• _Извлечённый текст_:
☆ ☆ ☆ ☆
Он курил сигарету. Почти все пассажиры не выпускали изо рта сигареты. Как будто это была страна заядлых курильщиков. Один английский путешественник заметил: «В Гватемале есть обычаи, о которых нельзя не упомянуть: прежде всего, это привычка курить у обоих полов». Это было написано в 1828 году. Путешественник — его звали Генри Данн — подсчитал, что мужчины выкуривают за день по двадцать сигар, а женщины — по пятьдесят. В моем поезде сигары никто не курил, но я уже говорил о том, что его пассажиры являлись представителями беднейших слоев общества.
☆ ☆ ☆ ☆
Записи с отмеченными точками:
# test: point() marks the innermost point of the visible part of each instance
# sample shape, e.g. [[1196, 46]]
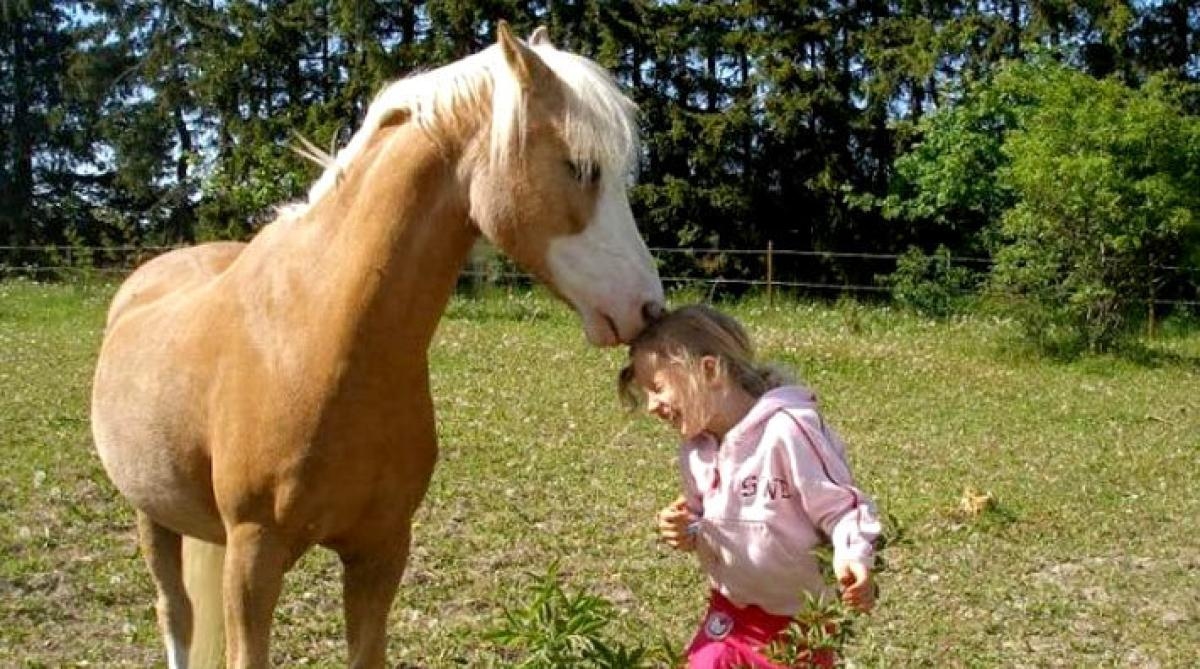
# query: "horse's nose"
[[652, 311]]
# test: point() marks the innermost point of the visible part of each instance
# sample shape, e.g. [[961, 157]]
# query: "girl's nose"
[[653, 405]]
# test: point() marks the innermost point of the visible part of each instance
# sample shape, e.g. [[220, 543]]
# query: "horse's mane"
[[599, 125]]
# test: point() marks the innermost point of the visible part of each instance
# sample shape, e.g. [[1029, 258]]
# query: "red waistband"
[[750, 620]]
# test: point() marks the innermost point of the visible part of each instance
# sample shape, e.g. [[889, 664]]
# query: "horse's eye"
[[585, 173]]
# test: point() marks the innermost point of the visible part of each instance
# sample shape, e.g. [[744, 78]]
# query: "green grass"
[[1093, 562]]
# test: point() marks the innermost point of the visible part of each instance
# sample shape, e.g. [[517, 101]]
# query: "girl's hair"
[[684, 336]]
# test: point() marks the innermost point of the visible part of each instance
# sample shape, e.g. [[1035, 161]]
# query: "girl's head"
[[688, 366]]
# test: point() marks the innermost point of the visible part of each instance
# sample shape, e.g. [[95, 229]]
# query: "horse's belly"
[[149, 474], [151, 451]]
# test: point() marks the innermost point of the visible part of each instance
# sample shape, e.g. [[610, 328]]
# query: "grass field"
[[1092, 558]]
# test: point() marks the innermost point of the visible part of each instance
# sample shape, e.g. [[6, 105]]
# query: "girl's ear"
[[711, 368]]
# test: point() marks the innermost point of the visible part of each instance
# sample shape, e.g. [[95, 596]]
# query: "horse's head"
[[547, 185]]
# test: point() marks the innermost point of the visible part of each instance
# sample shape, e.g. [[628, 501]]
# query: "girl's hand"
[[857, 588], [673, 522]]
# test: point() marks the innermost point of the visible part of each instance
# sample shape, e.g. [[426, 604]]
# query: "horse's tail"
[[203, 564]]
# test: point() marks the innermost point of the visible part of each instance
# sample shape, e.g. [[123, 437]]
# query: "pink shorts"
[[733, 637]]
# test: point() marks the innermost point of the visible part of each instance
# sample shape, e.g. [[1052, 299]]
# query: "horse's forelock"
[[599, 121]]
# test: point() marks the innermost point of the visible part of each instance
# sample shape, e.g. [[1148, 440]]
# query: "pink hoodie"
[[774, 489]]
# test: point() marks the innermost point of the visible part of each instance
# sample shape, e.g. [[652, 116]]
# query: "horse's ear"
[[393, 118], [540, 37], [522, 61]]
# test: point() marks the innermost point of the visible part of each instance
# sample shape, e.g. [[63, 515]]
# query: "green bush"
[[931, 284]]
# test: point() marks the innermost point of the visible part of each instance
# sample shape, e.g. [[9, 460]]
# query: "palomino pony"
[[274, 396]]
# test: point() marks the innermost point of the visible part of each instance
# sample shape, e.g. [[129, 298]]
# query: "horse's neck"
[[378, 257]]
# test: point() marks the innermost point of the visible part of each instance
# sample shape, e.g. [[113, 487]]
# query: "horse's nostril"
[[652, 311]]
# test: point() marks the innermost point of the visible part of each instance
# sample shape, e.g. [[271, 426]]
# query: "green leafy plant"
[[931, 284], [823, 626], [559, 628]]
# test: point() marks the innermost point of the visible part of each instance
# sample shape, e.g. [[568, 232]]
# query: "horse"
[[264, 398]]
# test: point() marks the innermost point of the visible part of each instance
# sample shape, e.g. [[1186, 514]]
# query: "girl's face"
[[669, 395]]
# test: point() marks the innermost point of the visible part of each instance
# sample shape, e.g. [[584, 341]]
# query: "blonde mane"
[[599, 126]]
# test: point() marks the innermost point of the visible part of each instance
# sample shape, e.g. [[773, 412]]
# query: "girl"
[[765, 482]]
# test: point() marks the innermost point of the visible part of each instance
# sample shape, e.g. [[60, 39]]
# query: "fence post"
[[771, 273]]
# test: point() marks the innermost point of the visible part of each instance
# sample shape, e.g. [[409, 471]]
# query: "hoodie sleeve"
[[828, 495]]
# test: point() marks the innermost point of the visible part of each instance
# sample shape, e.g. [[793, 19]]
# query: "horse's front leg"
[[256, 559], [370, 579], [162, 550]]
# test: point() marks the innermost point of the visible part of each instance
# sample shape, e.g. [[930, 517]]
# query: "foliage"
[[931, 284], [1108, 186], [165, 122], [1078, 187], [557, 628]]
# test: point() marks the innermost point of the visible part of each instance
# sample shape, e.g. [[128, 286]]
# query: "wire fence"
[[769, 270]]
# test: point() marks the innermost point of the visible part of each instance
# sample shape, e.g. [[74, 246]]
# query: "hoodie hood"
[[784, 397]]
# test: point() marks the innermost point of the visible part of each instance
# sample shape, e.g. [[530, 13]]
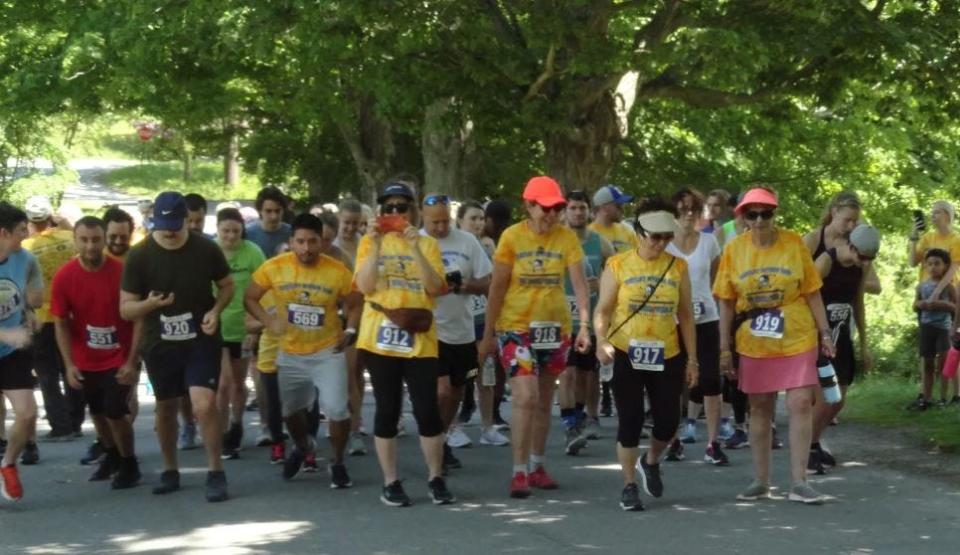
☆ ☆ ☆ ☆
• _Список заданий_:
A - Перепишите отрывок из текста о курильщиках в Гватемале, начиная со слов «Он курил сигарету.» и продолжая вплоть до слов «беднейших слоев общества.», заменив «поезде» на «вагоне».
B - Выпишите из записей все строки, в которых встречается слово «mane».

• _Ответы по заданиям_:
A -
Он курил сигарету. Почти все пассажиры не выпускали изо рта сигареты. Как будто это была страна заядлых курильщиков. Один английский путешественник заметил: «В Гватемале есть обычаи, о которых нельзя не упомянуть: прежде всего, это привычка курить у обоих полов». Это было написано в 1828 году. Путешественник — его звали Генри Данн — подсчитал, что мужчины выкуривают за день по двадцать сигар, а женщины — по пятьдесят. В моем вагоне сигары никто не курил, но я уже говорил о том, что его пассажиры являлись представителями беднейших слоев общества.

B -
# query: "horse's mane"
# query: "blonde mane"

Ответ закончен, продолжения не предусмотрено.